▶ _AIM OF THE TASK_
Count the lines in the data below that contain the word "beanie", and give only the number.

▶ _DATA SUPPLIED_
▽

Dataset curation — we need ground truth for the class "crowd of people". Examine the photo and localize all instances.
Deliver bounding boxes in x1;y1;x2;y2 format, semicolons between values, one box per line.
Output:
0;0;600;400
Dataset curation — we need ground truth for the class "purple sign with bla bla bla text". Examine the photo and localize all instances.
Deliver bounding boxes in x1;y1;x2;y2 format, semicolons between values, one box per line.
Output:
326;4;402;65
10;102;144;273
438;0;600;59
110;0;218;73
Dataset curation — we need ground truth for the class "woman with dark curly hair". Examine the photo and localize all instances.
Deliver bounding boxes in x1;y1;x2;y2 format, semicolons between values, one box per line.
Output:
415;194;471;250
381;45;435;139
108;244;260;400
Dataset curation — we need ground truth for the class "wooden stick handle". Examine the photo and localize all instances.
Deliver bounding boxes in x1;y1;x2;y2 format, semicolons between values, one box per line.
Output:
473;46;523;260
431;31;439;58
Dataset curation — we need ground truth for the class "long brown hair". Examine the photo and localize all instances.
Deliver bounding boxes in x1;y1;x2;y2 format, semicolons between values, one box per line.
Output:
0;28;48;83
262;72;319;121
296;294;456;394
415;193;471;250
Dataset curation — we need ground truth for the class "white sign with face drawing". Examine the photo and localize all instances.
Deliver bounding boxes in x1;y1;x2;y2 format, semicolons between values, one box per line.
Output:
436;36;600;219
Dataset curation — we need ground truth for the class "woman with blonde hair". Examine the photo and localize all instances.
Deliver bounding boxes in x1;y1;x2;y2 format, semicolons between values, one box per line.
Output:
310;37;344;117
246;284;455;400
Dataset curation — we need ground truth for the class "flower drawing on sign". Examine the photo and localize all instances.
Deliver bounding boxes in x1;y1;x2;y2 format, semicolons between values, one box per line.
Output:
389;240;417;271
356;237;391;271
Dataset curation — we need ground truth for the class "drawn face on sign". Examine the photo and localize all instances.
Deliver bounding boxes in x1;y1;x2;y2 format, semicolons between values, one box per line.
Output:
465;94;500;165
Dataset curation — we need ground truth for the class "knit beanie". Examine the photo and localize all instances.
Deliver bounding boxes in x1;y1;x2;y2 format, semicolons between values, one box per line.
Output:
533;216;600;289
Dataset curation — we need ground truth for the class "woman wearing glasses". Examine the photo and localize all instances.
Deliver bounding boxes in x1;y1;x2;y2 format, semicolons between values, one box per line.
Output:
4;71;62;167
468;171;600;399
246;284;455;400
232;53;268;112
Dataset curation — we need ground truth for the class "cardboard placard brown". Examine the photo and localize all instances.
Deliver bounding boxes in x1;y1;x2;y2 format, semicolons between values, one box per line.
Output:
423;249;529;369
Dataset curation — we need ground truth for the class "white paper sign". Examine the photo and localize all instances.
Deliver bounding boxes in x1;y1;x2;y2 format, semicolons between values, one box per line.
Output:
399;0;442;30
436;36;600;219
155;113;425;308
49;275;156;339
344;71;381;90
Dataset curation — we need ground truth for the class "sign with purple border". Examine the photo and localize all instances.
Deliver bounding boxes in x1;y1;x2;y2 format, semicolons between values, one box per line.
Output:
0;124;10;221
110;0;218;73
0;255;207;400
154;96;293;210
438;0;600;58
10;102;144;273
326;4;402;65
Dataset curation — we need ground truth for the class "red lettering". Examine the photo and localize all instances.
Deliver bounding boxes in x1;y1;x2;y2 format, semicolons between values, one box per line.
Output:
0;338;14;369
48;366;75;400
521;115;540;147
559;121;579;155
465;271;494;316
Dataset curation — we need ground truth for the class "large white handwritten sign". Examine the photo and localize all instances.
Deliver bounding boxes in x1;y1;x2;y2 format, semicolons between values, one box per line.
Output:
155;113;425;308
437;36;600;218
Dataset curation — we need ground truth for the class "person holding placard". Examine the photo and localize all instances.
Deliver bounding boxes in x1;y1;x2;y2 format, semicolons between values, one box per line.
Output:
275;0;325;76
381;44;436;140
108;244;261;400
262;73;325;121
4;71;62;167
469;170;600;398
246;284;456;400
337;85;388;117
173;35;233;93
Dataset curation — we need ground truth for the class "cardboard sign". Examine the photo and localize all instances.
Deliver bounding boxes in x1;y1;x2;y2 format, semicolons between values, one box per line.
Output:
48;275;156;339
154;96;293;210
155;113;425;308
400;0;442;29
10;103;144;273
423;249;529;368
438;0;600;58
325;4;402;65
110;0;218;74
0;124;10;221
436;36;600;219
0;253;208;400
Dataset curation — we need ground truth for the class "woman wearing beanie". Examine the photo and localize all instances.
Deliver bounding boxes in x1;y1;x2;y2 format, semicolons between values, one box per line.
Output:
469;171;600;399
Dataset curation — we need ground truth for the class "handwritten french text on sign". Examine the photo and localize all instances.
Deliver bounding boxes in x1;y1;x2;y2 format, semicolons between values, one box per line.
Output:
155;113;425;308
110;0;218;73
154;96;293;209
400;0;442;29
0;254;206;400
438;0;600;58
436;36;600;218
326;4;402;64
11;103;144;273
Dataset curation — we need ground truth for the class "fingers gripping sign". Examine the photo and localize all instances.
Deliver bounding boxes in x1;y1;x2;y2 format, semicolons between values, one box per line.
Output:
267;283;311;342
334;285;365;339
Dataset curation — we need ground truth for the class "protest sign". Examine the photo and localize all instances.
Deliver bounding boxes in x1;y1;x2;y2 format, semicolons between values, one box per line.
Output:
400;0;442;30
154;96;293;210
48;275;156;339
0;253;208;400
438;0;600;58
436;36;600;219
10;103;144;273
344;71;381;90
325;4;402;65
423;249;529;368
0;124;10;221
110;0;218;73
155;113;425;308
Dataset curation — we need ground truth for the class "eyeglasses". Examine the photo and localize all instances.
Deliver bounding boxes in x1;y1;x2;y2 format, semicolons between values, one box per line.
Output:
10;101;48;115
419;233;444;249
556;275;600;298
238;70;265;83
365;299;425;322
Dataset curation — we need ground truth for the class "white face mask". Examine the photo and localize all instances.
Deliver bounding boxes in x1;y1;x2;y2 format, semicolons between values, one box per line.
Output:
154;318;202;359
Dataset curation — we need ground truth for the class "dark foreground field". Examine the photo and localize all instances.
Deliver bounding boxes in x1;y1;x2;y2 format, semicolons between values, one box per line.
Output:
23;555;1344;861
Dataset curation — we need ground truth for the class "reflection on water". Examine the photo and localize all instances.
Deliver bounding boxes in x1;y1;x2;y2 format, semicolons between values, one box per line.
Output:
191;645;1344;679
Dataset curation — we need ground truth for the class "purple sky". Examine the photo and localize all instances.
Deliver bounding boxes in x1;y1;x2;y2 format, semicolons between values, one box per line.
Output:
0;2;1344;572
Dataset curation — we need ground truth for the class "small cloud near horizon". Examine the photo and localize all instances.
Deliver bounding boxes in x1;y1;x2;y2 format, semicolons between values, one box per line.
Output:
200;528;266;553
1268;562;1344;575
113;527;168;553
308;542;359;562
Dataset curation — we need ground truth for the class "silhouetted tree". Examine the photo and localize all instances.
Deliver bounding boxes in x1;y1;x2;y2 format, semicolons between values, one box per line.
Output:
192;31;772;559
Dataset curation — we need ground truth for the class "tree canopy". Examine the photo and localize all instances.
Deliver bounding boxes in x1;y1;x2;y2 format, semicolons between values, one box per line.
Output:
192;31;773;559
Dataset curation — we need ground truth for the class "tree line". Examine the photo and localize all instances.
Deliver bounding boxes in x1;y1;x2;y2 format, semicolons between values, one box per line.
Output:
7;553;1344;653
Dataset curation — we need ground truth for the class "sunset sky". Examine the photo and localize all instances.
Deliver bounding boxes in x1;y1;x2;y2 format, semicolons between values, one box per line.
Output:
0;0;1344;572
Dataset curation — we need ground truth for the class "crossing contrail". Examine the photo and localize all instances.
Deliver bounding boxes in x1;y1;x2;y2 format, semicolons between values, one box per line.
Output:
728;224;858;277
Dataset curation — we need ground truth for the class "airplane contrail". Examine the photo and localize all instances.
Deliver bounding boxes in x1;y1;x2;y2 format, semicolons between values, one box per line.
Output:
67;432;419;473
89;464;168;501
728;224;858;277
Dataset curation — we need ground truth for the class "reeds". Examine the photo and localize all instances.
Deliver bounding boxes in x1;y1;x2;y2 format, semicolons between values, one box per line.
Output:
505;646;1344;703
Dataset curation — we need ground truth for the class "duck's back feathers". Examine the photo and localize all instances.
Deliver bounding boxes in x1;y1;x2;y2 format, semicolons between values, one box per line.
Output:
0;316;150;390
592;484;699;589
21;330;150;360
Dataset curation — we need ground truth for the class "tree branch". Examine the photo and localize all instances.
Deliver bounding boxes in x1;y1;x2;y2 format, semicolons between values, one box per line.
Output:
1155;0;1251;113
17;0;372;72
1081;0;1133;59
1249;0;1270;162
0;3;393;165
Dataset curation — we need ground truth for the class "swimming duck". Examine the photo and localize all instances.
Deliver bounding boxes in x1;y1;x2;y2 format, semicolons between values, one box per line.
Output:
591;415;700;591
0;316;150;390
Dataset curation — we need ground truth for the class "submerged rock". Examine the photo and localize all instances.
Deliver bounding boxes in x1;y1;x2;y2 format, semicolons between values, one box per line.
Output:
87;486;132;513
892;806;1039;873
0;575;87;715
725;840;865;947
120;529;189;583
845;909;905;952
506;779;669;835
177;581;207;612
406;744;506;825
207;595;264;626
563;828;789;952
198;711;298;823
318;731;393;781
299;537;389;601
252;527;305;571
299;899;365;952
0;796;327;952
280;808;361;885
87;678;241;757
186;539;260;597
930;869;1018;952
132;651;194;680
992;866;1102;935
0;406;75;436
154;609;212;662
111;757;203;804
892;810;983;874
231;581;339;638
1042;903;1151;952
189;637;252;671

△

▶ _TASK ANSWER_
2